--- EXERCISE MATERIAL ---
*** Begin section ***

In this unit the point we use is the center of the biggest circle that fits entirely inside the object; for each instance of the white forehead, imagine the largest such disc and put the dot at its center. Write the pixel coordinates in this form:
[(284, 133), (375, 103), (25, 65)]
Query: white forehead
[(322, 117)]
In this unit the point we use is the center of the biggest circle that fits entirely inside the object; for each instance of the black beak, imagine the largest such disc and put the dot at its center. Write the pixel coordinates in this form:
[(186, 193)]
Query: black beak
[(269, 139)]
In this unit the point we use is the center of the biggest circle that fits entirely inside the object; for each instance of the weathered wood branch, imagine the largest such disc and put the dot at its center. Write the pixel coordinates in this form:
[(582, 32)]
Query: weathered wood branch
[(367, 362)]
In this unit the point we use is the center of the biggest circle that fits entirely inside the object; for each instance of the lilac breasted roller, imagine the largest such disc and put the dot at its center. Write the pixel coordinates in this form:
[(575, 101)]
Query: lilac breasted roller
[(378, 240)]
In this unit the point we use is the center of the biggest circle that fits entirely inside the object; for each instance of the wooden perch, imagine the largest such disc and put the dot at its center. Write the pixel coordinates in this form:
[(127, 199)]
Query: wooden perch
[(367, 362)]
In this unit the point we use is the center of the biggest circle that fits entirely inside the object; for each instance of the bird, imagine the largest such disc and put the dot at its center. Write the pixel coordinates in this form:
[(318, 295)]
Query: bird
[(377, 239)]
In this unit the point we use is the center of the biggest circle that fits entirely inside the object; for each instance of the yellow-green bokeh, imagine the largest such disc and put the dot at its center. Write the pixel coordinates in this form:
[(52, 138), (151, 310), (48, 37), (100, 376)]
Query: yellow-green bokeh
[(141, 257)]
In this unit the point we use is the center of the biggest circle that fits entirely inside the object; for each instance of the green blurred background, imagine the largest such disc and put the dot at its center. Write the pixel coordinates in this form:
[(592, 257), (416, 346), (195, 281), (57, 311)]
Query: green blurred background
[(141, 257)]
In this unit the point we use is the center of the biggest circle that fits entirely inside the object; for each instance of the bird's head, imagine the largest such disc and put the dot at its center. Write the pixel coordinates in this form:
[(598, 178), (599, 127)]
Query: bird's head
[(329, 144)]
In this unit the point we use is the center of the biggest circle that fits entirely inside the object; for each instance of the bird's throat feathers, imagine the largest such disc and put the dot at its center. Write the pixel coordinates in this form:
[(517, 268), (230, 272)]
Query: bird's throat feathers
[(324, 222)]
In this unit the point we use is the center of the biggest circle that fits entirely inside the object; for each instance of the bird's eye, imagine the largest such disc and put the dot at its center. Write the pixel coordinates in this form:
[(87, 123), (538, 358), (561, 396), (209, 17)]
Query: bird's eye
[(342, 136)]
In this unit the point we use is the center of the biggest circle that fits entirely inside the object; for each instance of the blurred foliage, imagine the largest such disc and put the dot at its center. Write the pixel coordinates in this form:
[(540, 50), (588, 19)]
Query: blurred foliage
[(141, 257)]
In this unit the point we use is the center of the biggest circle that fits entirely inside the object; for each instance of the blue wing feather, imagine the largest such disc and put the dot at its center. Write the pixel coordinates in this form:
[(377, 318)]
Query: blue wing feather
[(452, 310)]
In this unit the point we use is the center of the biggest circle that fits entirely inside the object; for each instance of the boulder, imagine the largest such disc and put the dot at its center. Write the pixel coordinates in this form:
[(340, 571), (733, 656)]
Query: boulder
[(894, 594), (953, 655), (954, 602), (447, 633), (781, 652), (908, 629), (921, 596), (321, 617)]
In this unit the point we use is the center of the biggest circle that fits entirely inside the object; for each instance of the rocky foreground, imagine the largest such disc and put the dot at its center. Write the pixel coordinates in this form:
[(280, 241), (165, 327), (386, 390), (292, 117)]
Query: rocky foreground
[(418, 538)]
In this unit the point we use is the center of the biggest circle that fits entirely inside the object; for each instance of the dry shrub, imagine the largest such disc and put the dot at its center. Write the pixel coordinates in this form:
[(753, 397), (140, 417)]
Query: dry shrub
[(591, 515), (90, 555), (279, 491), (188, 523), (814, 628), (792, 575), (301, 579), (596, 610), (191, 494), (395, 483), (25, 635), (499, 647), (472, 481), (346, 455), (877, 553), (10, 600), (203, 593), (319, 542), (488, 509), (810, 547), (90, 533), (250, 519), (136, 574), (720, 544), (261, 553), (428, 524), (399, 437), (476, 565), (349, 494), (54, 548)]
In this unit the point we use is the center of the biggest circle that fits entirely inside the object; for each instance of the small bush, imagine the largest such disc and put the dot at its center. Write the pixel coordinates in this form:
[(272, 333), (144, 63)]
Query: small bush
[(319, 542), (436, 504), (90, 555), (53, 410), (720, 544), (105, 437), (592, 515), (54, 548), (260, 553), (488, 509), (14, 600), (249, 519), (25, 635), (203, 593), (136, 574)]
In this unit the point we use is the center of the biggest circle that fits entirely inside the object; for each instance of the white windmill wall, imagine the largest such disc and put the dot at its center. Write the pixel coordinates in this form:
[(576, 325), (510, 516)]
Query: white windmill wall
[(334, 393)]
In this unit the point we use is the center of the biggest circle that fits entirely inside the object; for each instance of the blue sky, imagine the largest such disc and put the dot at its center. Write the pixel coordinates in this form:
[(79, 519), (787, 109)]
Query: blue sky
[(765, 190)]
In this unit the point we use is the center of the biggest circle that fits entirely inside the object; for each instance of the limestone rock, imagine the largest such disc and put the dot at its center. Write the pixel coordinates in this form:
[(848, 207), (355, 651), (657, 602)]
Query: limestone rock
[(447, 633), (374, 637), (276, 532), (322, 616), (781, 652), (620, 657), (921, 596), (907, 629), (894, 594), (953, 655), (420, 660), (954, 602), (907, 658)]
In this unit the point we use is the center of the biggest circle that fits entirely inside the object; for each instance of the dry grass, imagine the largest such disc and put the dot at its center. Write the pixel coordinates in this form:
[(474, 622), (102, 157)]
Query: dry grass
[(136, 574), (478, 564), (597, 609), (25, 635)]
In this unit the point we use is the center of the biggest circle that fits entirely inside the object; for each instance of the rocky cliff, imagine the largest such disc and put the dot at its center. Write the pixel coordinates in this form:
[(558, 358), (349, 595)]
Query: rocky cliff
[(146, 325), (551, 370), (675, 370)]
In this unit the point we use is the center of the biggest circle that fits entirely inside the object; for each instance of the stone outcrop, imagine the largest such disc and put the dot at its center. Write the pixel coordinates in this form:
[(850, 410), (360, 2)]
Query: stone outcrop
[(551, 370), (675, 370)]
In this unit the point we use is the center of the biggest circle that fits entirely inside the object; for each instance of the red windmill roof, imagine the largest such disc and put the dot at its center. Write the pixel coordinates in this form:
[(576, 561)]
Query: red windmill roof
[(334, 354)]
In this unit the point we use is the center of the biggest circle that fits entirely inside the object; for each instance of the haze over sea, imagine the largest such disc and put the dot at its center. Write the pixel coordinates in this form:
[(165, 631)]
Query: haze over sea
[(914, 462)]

*** End section ***

--- ABOUT THIS EXERCISE ---
Each line of the listing above should be output exactly.

--- SOLVED PROBLEM ---
In this unit the point we use is the center of the biggest circle that fits entirely inside the object; for each instance of the white forehead, imagine the largest such disc and put the dot at its center. Write the pixel coordinates in this form:
[(284, 133), (375, 103), (25, 65)]
Query: white forehead
[(322, 117)]
In this unit the point we use is the center of the biggest circle that fits entirely inside the object; for each instance of the black beak, imagine the largest such disc and put the dot at its center. Write the pixel coordinates in this form:
[(186, 193)]
Query: black beak
[(269, 139)]
In this unit the point we use is the center of the biggest circle that fits entirely inside the object; for each instance of the weathered wood branch, imagine the largest such disc and put the dot at its center. Write the pixel coordinates in this form:
[(582, 32)]
Query: weathered wood branch
[(367, 362)]
In this unit the point we use is the center of the biggest circle that fits entirely inside the object; for each instance of the lilac breasted roller, imagine the largest such disc and put the dot at its center. Write the pixel coordinates in this form:
[(575, 101)]
Query: lilac breasted roller
[(378, 240)]
In this unit the point we use is the center of the biggest circle that fits entirely inside the object; for each instance of the wooden perch, imagine the largest such disc and put the dot at its center. Write the pixel coordinates in this form:
[(127, 199)]
Query: wooden perch
[(367, 362)]
In this unit the point we use is the center of the biggest circle that fits entirely inside the object; for each instance of the bird, imagine the largest such disc and put the dot at its center. Write the pixel coordinates in this form:
[(318, 295)]
Query: bird
[(377, 239)]
In this unit the point we use is the center of the biggest circle that fits entirely inside the object; for each instance of the yellow-green bokeh, imagine the largest such disc and put the dot at its center. Write the pixel coordinates in this form:
[(52, 138), (151, 310), (48, 37), (100, 376)]
Query: yellow-green bokeh
[(141, 257)]
In this unit the point we use is the center of the biggest circle that fits entirely inside the object; for each instance of the green blurred background, imagine the largest such disc and put the dot at its center. Write the pixel coordinates in this form:
[(592, 257), (416, 346), (195, 281), (57, 311)]
Query: green blurred background
[(141, 257)]
In this unit the point we use is the center of the biggest circle that fits entirely inside the object; for each instance of the bird's head, imagine the largest such disc and put the dot at its center. Write the pixel coordinates in this form:
[(598, 178), (599, 127)]
Query: bird's head
[(329, 144)]
In this unit the point we use is the center of the biggest circle that fits entirely inside the object; for each instance of the bird's throat feathers, imagine the largest such disc and put the dot at its center. Write the pixel coordinates in this form:
[(517, 268), (230, 272)]
Query: bird's throat feathers
[(324, 222)]
In this unit the point we use is the center of the biggest circle that fits entirely inside the object; for each instance of the bird's eye, imagine the largest such disc and put the dot at its center. Write the pixel coordinates in this form:
[(87, 123), (538, 358), (561, 396), (209, 17)]
Query: bird's eye
[(342, 136)]
In this unit the point we use is the center of the biggest circle that fits entirely inside the object; for each instance of the blurred foliage, imagine the largest such disc and put the dot at its center. Write the pixel coordinates in this form:
[(540, 50), (588, 19)]
Query: blurred foliage
[(141, 257)]
In this unit the point we use is the center of the biggest circle that fits entirely inside the object; for each instance of the blue wing feather, imagine the largest such disc and put the dot at its center. Write the pixel coordinates in this form:
[(377, 318)]
Query: blue wing feather
[(452, 310)]
In this unit the point we use is the center of the biggest circle that fits entirely inside the object; for each instance of the boulder, imagine the largest such disc and put the dot at its center. Write the pixel coordinates in this form:
[(340, 571), (733, 656)]
Query: boulder
[(894, 594), (953, 655), (954, 602), (447, 633), (781, 652), (908, 629), (921, 596), (321, 617)]
In this unit the point we use is the center of the biggest circle that fits entirely inside the object; for each instance of the rocky foreground, imagine the largest such disc and put the dot at its center. Write the pixel coordinates in this form:
[(280, 241), (165, 327), (386, 390), (292, 117)]
Query: rocky foreground
[(418, 538)]
In this unit the point we use is the center of the biggest circle that fits entirely inside the object; for each instance of the dry shrub, imagine the largest such disc and put the dot at its center. Write the pixel coordinates in this form:
[(753, 397), (140, 417)]
Query: dry shrub
[(591, 515), (90, 555), (279, 491), (188, 523), (814, 628), (792, 575), (301, 579), (596, 610), (191, 494), (395, 483), (25, 635), (499, 647), (472, 481), (346, 455), (877, 553), (10, 600), (203, 593), (319, 542), (488, 509), (810, 547), (90, 533), (250, 519), (136, 574), (720, 544), (261, 553), (428, 524), (399, 437), (476, 565), (349, 494), (54, 548)]
In this unit the point we use is the center of the biggest circle that fits entirely inside the object; for each instance of the small bush, imagine the largest such disc and put the dot at its center. Write the pixel coordinates in this form:
[(272, 333), (144, 63)]
Query: small bush
[(319, 542), (436, 504), (90, 555), (53, 410), (720, 544), (105, 437), (592, 515), (54, 548), (260, 553), (488, 509), (14, 600), (249, 519), (25, 635), (203, 593), (136, 574)]
In this unit the point we use is the center of the biggest circle that fits entirely inside the object; for each instance of the white windmill wall, imagine the largest such disc and put the dot at its center. Write the pixel coordinates in this form:
[(576, 325), (510, 516)]
Query: white windmill wall
[(334, 393)]
In this unit the point we use is the center of the biggest circle that fits entirely inside the object; for each instance of the blue sky, imagine the largest such disc and put the dot at its center. Write the pixel coordinates in this form:
[(79, 519), (787, 109)]
Query: blue sky
[(765, 190)]
In this unit the point we use is the center of the biggest circle that fits entirely inside the object; for each instance of the limestone rock, imagine the largest such disc and put the dot at its center. Write the pixel coordinates in this form:
[(848, 207), (355, 651), (657, 602)]
Query: limestone rock
[(447, 633), (374, 637), (276, 532), (322, 616), (781, 652), (620, 657), (921, 596), (907, 629), (894, 594), (953, 655), (420, 660), (954, 602), (907, 658)]
In this unit the point we use is the center of the biggest circle that fits entirely inside the object; for each instance of the dry grass, imagine the largest such disc and put the dot at its center. Write the pixel coordinates in this form:
[(474, 622), (102, 157)]
Query: dry grass
[(136, 574), (478, 564), (597, 609), (25, 635)]
In this unit the point we use is the center of the biggest circle that fits entirely inside the object; for each instance of the rocky cliff, imagine the largest such disc and put the dot at its center. Write the pixel coordinates in this form:
[(558, 358), (349, 595)]
Query: rocky cliff
[(146, 325), (551, 370), (675, 370)]
In this unit the point we use is the center of the biggest circle that fits entirely inside the object; for each instance of the stone outcrop, imagine the largest such disc and put the dot at its center. Write the pixel coordinates in this form:
[(850, 410), (360, 2)]
Query: stone outcrop
[(551, 370), (675, 370)]
In this unit the point we use is the center of the biggest circle that fits entirely inside the object; for each instance of the red windmill roof, imagine the largest such disc and put the dot at its center. Write the pixel coordinates in this form:
[(576, 561)]
Query: red windmill roof
[(334, 354)]
In this unit the point we use is the center of the biggest circle that fits entirely inside the object; for each instance of the haze over sea, imagine the largest such disc and put the dot at its center. Write the pixel coordinates in this form:
[(165, 631)]
Query: haze over sea
[(914, 462)]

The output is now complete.